# Direction:
Please quote the material exactly, every line of it.

(Point annotation records)
_____

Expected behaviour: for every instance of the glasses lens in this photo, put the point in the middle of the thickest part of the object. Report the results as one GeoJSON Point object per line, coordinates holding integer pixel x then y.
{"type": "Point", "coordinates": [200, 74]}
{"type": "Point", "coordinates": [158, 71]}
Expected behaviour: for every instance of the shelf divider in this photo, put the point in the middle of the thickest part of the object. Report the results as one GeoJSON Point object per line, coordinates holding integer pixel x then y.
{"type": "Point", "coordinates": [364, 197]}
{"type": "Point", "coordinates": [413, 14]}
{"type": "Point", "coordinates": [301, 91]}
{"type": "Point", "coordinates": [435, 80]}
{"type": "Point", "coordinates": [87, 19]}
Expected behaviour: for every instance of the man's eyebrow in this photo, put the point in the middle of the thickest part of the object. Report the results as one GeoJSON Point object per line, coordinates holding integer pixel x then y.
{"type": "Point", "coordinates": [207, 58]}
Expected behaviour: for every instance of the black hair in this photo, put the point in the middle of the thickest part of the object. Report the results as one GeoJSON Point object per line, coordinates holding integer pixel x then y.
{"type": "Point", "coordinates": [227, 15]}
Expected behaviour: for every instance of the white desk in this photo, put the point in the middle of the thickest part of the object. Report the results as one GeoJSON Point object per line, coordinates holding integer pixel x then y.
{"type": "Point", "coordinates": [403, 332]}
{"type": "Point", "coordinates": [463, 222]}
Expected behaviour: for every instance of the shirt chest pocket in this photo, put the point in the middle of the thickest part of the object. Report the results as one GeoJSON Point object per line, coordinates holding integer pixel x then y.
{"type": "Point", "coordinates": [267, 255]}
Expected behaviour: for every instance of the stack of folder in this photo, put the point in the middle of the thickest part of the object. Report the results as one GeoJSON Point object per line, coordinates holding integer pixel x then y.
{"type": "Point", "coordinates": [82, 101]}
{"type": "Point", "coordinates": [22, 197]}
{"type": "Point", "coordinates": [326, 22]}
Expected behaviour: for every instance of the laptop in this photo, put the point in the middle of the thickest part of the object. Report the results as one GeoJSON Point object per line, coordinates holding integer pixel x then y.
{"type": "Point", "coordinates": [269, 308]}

_____

# Solution:
Expected behaviour: for every instance of the glasses lens in this photo, put the point in the middle of the thickest part of the object. Report the results as one GeoJSON Point object per line, coordinates holding integer pixel x then y.
{"type": "Point", "coordinates": [200, 74]}
{"type": "Point", "coordinates": [158, 71]}
Expected behaviour: for every instance of the shelf divider in this photo, put the point in the middle of the thickest part of the object. Report the results as one GeoJSON Point object per line, coordinates holding integer pixel x then y.
{"type": "Point", "coordinates": [364, 197]}
{"type": "Point", "coordinates": [413, 14]}
{"type": "Point", "coordinates": [301, 91]}
{"type": "Point", "coordinates": [435, 80]}
{"type": "Point", "coordinates": [87, 19]}
Expected behaviour: for every instance of the man's eyebrow in this photo, put the point in the middle of the thickest part of the object. Report the results as one GeoJSON Point object per line, coordinates holding integer pixel x then y.
{"type": "Point", "coordinates": [207, 58]}
Expected behaviour: for every instance of the black hair in this photo, put the point in the middle of the thickest part of the object. Report the results as one GeoJSON Point object per line, coordinates holding integer pixel x then y.
{"type": "Point", "coordinates": [227, 15]}
Expected behaviour: for every instance of the white desk in this photo, put the point in the middle of the thickest part of the object. Report the results as one GeoJSON Point object per line, coordinates holding integer pixel x then y.
{"type": "Point", "coordinates": [403, 332]}
{"type": "Point", "coordinates": [463, 222]}
Expected behaviour: for every instance of the shirt chest pocket in this photo, put the point in the middle of the thickest part of the object. Report the results as one GeoJSON Point object per line, coordinates holding integer pixel x then y.
{"type": "Point", "coordinates": [267, 255]}
Expected behaviour: for every instance of the stack of folder in this photo, put the point in the middle of the thickest part of the object. Report the results as one GeoJSON Point object per line, coordinates holding integer pixel x then y.
{"type": "Point", "coordinates": [82, 101]}
{"type": "Point", "coordinates": [22, 197]}
{"type": "Point", "coordinates": [326, 22]}
Expected behaviour: for every instance of the laptop in this photo, put the point in the middle of the thickest part of the object. Report the results as one GeoJSON Point object per line, coordinates holding integer pixel x then y.
{"type": "Point", "coordinates": [269, 308]}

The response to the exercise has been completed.